Among the entries below, count the lines where the string "indicate" occurs, and give only the number.

===============

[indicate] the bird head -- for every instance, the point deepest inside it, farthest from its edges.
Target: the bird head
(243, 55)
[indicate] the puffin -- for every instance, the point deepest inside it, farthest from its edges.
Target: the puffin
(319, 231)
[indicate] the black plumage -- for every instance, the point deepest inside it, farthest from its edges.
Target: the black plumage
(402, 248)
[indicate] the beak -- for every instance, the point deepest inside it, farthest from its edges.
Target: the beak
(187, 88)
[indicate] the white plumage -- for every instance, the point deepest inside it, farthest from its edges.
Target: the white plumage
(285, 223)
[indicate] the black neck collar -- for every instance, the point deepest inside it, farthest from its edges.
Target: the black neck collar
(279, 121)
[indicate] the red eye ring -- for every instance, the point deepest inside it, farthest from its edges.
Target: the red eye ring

===============

▶ [Task result] 7